*WORK TO DO:*
(a) In the forum thread about 2 lb line, what was the only size onemorecast saw after checking Cabelas and Basspro?
(b) Transcribe the 2 lb line thread word for word, everything from "I'm playing around" down to "try something different.".
(c) Continue the forum thread on 2 lb fishing line, starting after its final sentence.

*TEXT:*

_ _ _ _ _ _ _

# 2 lb line options



## onemorecast (Apr 17, 2006)

I'm playing around with some bream gear and want to spool up some 2lb braid on one of the reels. Aside from Crystal Fireline is there anything else out there in this size anyone has used? Fireline is ok and I use 4 lb on a couple reels but I'd like to try something different.


----------



## Davey G (Jan 15, 2006)

why not just use flourocarbon and forget about braid. with really light lines, you lose a lot of strength at the knot between braid/leader so by running flourocarbon right through you'll reduce that risk and you can tie the lure straight onto the mainline.

personally I think 2lb is ridiculous but each to their own... 8)


----------



## onemorecast (Apr 17, 2006)

kraley said:


> I always just come back to teh crystal, Eric. It works - you can see it lay in the water well - I don't get tangles.


Actually Ken the colour is one of the issues. The Crystal is easier to see than the smoke, but I've recently used a flouro yellow in 4lb and gee that's easy to see with ageing eyes.

I've even checked Cabelas & Basspro, only saw 5 lb, must not be much call for that type of finesse fishing in the US


----------



## ArWeTherYet (Mar 25, 2007)

Eric you probably find that 2 lb Crystal has a much higher breaking strain than whats on the box. You'll also find that if you use a line with a true breaking strain of 2lbs you'll need extra smooth and good quality gear and still be prepared to lose a lot of tackle (unless you are targeting something like Gar). Some of the Japanese sites have PE braid in sizes from 0.3 (I think thats about 3-4lb).

_ _ _ _ _ _ _

*GIVEN INFORMATION:*
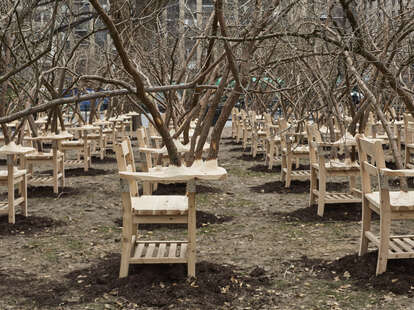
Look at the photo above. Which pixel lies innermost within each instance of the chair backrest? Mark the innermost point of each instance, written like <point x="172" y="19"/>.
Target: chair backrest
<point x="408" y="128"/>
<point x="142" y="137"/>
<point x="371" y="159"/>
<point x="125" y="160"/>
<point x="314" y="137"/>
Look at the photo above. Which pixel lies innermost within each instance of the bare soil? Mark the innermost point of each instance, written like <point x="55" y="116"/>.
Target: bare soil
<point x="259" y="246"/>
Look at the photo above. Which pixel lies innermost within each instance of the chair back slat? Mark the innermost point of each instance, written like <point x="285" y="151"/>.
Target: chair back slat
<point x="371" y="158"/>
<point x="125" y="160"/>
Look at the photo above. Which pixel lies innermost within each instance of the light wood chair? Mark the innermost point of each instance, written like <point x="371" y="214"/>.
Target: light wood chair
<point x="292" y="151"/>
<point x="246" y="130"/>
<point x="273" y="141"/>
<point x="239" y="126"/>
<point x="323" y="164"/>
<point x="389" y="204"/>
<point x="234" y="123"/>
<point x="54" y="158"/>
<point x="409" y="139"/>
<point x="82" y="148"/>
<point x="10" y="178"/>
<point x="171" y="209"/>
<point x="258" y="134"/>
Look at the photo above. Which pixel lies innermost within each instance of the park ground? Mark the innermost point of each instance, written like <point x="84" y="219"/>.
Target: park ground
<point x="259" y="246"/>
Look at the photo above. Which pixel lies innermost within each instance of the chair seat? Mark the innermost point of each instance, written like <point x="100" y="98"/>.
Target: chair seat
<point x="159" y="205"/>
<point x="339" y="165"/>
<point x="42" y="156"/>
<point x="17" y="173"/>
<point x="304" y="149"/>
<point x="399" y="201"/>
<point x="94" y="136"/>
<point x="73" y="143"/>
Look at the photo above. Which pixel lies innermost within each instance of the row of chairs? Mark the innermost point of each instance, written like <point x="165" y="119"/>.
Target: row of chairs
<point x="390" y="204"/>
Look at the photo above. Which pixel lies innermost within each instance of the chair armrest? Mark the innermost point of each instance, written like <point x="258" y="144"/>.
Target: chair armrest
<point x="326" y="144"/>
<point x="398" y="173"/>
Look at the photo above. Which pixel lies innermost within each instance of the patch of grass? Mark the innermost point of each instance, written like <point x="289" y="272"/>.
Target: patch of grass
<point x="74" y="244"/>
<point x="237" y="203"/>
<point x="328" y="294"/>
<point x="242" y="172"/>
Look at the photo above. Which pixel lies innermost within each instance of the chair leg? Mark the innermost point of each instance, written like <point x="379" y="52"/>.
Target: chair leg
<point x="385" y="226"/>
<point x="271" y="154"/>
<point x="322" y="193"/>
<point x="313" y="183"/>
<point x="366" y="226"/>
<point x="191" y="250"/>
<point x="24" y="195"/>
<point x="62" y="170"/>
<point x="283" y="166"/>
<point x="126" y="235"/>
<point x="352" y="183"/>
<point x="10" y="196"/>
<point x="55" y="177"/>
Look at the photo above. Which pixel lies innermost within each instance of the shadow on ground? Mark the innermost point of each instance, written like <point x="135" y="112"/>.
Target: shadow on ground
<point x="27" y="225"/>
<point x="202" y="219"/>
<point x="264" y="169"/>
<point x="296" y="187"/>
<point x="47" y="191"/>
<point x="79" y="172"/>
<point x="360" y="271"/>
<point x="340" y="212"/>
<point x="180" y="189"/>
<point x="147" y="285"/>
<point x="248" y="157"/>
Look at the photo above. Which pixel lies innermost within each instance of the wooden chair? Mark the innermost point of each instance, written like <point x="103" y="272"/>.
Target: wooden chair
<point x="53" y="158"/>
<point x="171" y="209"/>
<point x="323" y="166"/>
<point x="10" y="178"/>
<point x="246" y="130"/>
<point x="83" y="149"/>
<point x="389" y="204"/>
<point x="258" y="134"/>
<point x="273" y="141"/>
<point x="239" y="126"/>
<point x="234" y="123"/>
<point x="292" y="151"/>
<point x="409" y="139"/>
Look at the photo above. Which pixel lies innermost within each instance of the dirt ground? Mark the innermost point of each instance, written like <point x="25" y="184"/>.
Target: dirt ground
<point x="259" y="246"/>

_ _ _ _ _ _ _

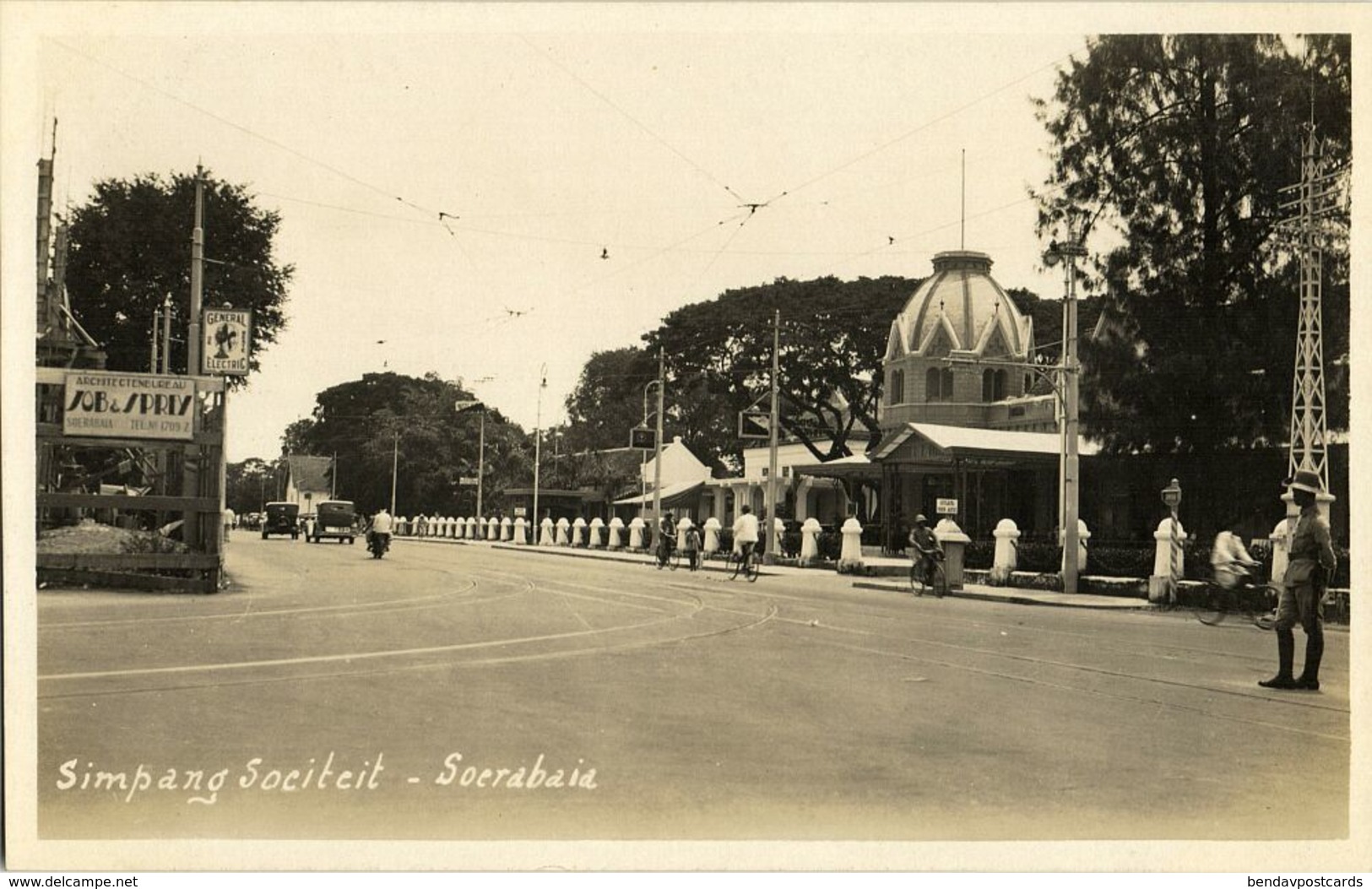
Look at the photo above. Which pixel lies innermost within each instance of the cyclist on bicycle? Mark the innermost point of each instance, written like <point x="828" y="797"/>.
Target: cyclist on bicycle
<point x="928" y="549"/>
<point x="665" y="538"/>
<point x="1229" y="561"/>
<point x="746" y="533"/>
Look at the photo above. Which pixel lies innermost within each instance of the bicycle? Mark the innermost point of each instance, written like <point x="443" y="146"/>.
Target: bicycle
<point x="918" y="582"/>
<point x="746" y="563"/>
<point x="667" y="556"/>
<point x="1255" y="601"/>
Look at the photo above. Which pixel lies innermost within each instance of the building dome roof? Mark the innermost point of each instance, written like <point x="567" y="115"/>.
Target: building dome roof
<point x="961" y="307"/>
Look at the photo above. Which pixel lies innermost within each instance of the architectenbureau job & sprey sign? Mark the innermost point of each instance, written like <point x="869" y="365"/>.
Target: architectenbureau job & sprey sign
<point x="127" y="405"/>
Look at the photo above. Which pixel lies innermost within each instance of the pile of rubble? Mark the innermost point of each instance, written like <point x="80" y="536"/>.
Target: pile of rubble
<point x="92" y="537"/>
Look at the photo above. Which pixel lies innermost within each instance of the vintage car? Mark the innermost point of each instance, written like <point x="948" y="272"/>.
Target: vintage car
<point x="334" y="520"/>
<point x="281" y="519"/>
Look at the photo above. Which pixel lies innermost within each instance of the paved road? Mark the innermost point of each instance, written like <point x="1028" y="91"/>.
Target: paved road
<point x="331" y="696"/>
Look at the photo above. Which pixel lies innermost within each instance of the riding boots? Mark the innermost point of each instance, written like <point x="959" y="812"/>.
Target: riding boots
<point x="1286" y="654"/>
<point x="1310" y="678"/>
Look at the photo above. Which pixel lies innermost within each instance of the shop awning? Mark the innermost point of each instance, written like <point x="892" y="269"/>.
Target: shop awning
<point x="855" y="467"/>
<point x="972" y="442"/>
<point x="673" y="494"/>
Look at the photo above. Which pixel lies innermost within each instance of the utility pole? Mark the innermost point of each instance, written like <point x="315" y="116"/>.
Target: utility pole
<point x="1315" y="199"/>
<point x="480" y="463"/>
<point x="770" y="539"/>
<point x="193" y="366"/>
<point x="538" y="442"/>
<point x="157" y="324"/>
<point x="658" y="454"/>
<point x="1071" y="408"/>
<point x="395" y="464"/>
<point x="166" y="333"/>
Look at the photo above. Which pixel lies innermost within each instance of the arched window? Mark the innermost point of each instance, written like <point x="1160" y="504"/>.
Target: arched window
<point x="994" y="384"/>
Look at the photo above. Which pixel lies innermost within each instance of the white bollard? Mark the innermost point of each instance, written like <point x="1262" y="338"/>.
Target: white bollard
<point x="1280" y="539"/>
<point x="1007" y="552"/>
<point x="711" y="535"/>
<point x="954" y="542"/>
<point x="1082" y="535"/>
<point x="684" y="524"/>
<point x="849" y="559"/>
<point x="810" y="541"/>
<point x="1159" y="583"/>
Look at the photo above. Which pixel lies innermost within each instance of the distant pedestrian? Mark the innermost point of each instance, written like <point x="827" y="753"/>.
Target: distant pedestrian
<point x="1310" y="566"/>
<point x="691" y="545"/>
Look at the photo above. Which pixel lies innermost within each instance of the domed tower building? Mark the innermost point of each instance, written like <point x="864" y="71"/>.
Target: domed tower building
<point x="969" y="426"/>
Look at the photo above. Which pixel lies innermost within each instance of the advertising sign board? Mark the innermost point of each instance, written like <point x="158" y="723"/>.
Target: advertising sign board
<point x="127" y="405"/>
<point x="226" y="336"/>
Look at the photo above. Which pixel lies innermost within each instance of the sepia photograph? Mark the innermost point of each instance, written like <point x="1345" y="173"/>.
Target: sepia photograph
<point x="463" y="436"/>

_ _ _ _ _ _ _

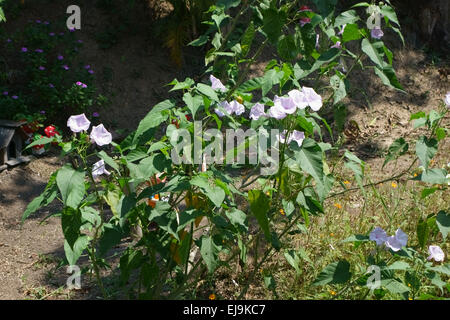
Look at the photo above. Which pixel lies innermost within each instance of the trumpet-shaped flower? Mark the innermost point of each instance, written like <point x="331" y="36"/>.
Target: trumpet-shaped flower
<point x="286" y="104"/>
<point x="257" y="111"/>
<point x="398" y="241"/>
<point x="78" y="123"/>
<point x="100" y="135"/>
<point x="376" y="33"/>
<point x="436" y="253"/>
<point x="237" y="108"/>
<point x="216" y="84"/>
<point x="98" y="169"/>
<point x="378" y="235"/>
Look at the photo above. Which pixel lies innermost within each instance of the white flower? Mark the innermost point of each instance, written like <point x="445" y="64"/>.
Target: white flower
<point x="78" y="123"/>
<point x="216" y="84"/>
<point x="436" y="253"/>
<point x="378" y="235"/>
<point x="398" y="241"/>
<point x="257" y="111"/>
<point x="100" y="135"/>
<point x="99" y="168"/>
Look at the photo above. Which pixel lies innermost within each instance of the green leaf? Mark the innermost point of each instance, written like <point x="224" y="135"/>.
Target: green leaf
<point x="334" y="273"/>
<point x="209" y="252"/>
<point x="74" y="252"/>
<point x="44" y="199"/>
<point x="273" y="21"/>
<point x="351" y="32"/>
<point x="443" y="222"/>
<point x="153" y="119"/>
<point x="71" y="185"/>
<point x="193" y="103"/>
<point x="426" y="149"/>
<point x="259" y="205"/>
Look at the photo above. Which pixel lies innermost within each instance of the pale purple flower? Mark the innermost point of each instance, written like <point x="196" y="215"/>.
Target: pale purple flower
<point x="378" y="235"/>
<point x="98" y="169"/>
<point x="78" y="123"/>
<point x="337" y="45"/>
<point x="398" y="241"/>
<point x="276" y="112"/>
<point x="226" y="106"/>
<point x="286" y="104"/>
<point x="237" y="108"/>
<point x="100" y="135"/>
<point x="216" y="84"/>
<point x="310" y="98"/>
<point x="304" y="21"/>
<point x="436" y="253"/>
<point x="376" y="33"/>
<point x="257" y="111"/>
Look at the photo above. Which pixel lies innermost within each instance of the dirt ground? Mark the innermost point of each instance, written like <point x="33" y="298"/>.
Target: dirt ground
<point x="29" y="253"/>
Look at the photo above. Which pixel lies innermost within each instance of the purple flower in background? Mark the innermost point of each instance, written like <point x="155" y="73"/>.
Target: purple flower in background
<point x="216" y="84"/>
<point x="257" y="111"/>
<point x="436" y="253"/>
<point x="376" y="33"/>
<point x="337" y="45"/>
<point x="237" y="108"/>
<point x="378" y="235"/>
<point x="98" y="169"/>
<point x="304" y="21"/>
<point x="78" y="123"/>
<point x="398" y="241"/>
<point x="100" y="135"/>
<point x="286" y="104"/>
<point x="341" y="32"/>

_ _ _ _ _ _ _

*PER-TASK ANSWERS:*
(a) 5 lb.

(b)
I'm playing around with some bream gear and want to spool up some 2lb braid on one of the reels. Aside from Crystal Fireline is there anything else out there in this size anyone has used? Fireline is ok and I use 4 lb on a couple reels but I'd like to try something different.

(c)
----------



## Squidder (Sep 2, 2005)

ArWeTherYet said:


> Some of the Japanese sites have PE braid in sizes from 0.3 (I think thats about 3-4lb).


PE sizes are based on the diameter of the line - so the PE number is not strictly speaking a breaking strain. With most braided lines you can get the breaking strain in lb by multiplying by 10 (eg PE 0.6 = 6lb), the exceptions are the really high end japanese jigging braids or micro braids like Rockfish PE. Rockfish PE in PE 0.3 has a breaking strain of 6lb, so this line is approximately half the diameter as the same breaking strain of 'regular' braid.

Regarding 2lb line - if you TRULY want a line that will break under 2lb of strain, get mono or fluoro. 2lb fireline probably breaks at closer to 4-5lb.


----------



## Buff (Dec 31, 2005)

Instead of 2lb braid which would most likely be Fireline and not true braid, see if you can find some Daiwa Gekabenko braid pe 0.4, 8lb its almost the same diameter as 2lb Fireline but a true braid and casts a mile.


----------



## warren63 (Apr 16, 2009)

Ive got an outfit with Berkley Trilene Flurocarbon straight thru, saves mucking around with leaders etc. One big thing with fishing 2lb fc is you need to regularly check your line for nicks etc lost a few fsh not being vigilant and regularly re-tieing


----------



## tomca (Dec 1, 2007)

I use 2lb fireline and also find the breaking strain closer to 4lb, but its pretty close to 2lb at the leader knot, so I would like to think its 2lb, weakest link theory. Th lightest leader material I use is 3lb jap stuff, but usually start with 4lb and try to resist temptation to go lower


----------



## Buff (Dec 31, 2005)

kraley said:


> Buff - would you mind telling me how that Gekabenko does on the reel?


I have one of my spare spool for my Airity loaded with the Geka and yes it can wind knot a little easier than the Daiwa white sensor I use (one of the best braids I have used) but to reduce this I do load the thinner stuff a lot lower from the lip of the spool about 3 - 4mm than the thicker White Sensor which I load about 2 - 3mm from the lip of the spool.
This doesn't seem to make any difference to casting distance but I am using a 2506 shallow spool.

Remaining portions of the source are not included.